- _Supplied text_:
++++++++

Deployment Architecture

How to extract time from bash_history # timestamp?

peterm30
Path Finder

I'm dealing with bash_history files in the following format. I would like to extract the timestamp and use that as the event timestamp, but I'm having some issues doing so.

#1579207583
whoami
#1579207584
cd /var/log
#1579207590
cat messages
#1579207595
id
#1579207598
exit

I'm using the following thread as reference: https://answers.splunk.com/answers/60015/splunking-bash-history.html

 [bash_history]
 BREAK_ONLY_BEFORE = #(?=\d+)
 MAX_TIMESTAMP_LOOKAHEAD = 11
 SHOULD_LINEMERGE = true
 TIME_FORMAT = %s
 TIME_PREFIX = #

We've changed a number of variables (set TIME_PREFIX = ^#, set MAX_TIMESTAMP_LOOKAHEAD to a higher value, etc.), but nothing seems to be working correctly.

The events do break in the correct place (#), and they do merge, so we get "groups" of events like:

#1579207583
 whoami

However, the timestamp for the event isn't set to that value. All events are set to the date/time that history was written on, so everything for any given session is the same.

++++++++

- _Material supplied_:
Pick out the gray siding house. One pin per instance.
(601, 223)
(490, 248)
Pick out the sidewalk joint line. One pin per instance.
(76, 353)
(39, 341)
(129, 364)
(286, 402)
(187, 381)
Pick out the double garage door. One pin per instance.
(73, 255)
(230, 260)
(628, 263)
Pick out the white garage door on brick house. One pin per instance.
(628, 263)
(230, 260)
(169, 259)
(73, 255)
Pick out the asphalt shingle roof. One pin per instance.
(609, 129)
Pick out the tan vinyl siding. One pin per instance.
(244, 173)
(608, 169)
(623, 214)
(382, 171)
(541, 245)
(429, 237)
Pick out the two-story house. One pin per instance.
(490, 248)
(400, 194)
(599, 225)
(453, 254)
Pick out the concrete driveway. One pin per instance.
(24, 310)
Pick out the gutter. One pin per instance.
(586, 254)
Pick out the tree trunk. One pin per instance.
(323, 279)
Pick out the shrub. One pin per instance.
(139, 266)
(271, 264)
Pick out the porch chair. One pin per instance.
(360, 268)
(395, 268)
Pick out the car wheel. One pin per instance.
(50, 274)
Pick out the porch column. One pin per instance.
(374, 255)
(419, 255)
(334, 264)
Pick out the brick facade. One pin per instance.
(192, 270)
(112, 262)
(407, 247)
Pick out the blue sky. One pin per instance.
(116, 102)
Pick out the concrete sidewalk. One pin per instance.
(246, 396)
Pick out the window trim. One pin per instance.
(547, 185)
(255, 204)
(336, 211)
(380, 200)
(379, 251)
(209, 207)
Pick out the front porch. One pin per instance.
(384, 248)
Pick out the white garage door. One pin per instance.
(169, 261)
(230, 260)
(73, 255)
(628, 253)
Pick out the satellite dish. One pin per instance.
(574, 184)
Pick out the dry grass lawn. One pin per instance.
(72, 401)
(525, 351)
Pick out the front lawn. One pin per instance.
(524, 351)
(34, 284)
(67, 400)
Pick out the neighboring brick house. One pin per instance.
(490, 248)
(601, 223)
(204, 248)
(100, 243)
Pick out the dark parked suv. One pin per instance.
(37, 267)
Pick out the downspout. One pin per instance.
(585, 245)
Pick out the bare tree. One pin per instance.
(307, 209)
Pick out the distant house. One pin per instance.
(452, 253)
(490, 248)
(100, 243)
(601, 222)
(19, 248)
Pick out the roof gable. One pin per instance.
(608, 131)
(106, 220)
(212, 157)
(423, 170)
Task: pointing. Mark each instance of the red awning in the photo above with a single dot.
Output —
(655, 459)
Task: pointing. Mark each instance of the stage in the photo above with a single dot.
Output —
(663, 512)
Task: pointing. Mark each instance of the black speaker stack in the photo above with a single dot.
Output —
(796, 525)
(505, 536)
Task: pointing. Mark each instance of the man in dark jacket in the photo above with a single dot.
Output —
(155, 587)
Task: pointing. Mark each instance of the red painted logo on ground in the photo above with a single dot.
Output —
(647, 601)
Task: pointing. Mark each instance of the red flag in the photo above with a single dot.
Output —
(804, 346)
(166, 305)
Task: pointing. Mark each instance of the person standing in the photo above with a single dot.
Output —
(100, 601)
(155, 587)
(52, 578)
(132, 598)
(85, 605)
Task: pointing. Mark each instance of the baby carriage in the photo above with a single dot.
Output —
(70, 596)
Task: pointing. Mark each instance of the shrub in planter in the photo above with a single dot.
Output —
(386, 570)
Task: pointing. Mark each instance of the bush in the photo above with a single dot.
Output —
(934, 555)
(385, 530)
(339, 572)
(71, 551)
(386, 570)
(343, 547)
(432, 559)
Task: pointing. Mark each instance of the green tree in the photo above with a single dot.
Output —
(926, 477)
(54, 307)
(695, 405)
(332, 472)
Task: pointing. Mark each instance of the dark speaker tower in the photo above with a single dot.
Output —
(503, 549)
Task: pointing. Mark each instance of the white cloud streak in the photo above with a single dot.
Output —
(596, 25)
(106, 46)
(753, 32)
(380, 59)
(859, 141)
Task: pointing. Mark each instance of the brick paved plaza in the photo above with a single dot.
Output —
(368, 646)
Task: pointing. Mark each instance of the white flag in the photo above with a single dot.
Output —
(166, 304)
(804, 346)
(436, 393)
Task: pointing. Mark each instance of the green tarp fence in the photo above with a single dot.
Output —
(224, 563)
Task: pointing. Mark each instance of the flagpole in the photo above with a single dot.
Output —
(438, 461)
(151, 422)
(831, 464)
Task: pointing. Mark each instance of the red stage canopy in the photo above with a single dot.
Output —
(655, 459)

++++++++

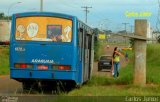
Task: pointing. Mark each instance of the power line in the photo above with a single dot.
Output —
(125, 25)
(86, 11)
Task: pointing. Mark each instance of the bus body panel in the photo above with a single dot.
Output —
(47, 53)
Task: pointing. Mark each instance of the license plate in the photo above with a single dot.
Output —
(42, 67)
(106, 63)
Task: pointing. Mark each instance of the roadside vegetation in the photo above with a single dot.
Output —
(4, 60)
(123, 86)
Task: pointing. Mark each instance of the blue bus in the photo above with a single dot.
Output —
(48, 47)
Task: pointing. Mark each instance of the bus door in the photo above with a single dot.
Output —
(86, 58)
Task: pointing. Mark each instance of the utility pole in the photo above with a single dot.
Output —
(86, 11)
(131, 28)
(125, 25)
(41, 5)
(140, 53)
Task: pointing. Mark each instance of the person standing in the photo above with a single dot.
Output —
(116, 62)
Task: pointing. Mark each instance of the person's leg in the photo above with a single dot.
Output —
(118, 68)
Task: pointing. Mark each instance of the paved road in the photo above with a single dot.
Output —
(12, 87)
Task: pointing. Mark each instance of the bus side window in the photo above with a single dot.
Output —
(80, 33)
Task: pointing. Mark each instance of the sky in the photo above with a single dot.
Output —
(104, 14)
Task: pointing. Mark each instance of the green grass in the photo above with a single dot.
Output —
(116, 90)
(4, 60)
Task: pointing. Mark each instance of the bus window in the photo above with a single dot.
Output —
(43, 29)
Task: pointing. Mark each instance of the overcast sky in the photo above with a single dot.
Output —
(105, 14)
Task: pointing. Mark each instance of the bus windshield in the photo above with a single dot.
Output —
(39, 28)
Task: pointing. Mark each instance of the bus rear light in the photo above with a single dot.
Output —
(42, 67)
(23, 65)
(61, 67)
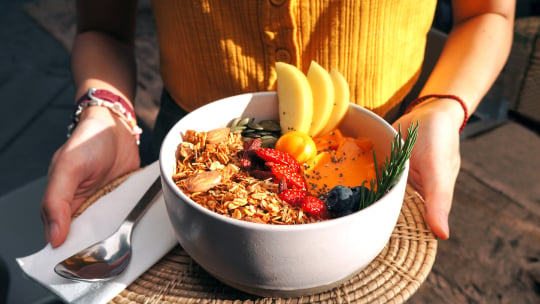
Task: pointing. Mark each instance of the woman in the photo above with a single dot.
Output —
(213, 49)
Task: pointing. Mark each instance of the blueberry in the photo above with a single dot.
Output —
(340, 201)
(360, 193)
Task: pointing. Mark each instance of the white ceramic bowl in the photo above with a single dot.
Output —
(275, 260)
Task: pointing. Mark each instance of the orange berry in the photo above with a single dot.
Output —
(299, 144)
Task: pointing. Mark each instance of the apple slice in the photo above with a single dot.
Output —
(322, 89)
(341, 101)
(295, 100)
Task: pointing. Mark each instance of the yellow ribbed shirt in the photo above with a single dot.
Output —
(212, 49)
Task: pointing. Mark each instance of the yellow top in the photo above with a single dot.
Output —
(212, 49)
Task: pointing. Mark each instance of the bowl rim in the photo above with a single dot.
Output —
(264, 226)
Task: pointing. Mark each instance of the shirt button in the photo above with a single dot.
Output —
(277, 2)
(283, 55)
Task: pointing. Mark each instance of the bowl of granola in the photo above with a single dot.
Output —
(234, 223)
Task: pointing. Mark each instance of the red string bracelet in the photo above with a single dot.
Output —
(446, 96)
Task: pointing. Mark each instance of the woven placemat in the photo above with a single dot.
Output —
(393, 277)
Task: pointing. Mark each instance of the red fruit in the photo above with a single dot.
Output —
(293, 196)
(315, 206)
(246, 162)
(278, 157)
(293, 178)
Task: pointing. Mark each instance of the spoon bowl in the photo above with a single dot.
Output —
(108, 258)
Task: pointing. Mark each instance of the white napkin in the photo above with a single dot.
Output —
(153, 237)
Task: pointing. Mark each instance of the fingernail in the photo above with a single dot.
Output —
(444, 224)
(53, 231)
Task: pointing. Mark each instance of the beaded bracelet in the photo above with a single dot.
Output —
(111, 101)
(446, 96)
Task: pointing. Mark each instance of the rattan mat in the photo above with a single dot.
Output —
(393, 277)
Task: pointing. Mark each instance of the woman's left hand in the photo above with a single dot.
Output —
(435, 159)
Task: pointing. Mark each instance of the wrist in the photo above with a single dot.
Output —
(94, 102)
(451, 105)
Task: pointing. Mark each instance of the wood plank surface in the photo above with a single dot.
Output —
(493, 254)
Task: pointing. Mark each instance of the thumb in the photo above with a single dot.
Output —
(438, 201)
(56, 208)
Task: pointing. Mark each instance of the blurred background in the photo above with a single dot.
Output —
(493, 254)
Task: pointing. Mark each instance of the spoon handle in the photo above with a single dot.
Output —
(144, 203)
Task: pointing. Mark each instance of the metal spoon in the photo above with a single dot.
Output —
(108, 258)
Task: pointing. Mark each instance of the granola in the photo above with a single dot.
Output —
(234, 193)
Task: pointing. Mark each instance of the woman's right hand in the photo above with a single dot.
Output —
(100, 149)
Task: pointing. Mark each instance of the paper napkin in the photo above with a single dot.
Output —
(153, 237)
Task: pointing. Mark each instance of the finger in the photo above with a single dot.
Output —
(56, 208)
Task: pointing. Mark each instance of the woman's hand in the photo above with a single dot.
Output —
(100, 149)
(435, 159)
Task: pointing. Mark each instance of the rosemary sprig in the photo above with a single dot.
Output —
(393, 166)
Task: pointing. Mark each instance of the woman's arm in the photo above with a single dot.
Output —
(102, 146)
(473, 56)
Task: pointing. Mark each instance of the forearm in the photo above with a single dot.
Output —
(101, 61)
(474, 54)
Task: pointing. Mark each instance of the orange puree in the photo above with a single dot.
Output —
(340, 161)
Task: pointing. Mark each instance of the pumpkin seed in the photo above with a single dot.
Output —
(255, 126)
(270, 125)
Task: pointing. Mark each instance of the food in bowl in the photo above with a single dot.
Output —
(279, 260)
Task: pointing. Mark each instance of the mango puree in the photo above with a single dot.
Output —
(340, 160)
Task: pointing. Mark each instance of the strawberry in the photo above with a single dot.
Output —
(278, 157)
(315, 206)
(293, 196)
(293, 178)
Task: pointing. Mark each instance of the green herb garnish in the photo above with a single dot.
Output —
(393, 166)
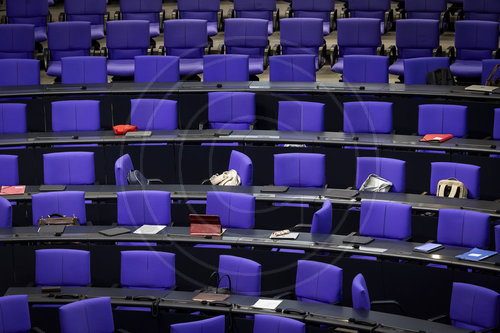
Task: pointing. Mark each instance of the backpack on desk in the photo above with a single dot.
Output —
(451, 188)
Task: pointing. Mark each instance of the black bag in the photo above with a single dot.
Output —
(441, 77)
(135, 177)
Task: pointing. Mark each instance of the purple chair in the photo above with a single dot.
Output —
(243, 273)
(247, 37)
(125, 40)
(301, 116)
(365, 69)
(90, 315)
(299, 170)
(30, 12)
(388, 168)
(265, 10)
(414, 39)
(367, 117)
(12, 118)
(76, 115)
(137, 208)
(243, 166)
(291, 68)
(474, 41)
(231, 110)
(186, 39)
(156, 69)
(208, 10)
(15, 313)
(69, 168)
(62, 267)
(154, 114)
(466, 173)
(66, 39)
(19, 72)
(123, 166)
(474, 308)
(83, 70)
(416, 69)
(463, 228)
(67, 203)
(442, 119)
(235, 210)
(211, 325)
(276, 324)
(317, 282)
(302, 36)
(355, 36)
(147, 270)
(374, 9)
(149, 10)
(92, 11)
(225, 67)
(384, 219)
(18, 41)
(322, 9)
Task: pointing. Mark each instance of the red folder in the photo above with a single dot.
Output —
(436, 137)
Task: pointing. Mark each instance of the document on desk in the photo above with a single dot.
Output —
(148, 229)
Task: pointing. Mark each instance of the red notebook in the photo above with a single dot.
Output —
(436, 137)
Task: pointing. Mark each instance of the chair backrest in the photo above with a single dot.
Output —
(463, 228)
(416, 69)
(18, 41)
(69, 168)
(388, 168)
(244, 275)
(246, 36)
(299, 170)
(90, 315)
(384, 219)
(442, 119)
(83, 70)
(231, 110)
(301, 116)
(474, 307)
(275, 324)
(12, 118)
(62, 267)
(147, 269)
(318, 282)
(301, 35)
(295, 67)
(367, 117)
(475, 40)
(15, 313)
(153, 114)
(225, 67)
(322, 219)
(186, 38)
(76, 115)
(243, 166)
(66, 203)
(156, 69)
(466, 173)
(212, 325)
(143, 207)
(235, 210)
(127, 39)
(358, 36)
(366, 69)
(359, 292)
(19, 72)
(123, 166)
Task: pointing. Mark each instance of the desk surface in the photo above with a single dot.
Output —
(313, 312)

++++++++

- _Goals_:
A: Write out the bash_history timestamp post from "However, the timestamp" to "is the same.".
B: Continue the forum post about extracting timestamps from bash_history, starting after its final sentence.

- _Responses in order_:
A:
However, the timestamp for the event isn't set to that value. All events are set to the date/time that history was written on, so everything for any given session is the same.

B:
That props.conf configuration -appears- correct, and our sourcetype is named bash_history (we've also tried source::/root/.bash_history, without success). I'm not sure where we are going wrong, but any suggestions would be welcome.

0 Karma
1 Solution

peterm30
Path Finder

I figured it out. The "default/props.conf" in Splunk_TA_nix contains several lines that affect the timestamp. I copied these to "local/props.conf" and unset them (didn't provide a value), and now it's working. Final props.conf looks like...

[bash_history]
BREAK_ONLY_BEFORE = #(?=\d+)
MAX_TIMESTAMP_LOOKAHEAD = 10
SHOULD_LINEMERGE = true
TIME_FORMAT = %s
TIME_PREFIX = ^#
EVENT_BREAKER_ENABLE =
DATETIME_CONFIG =

I also added a field extraction for the command itself:

^#\d+\s+(?P<command>.+) 

TL;DR - It was working from the beginning, but other values in default were affecting the final result.

View solution in original post

woodcock
Esteemed Legend

Never use the break_* settings. Try this:

[bash_history]
SHOULD_LINEMERGE = false
LINE_BREAKER = ([\r\n]+[\s#]*)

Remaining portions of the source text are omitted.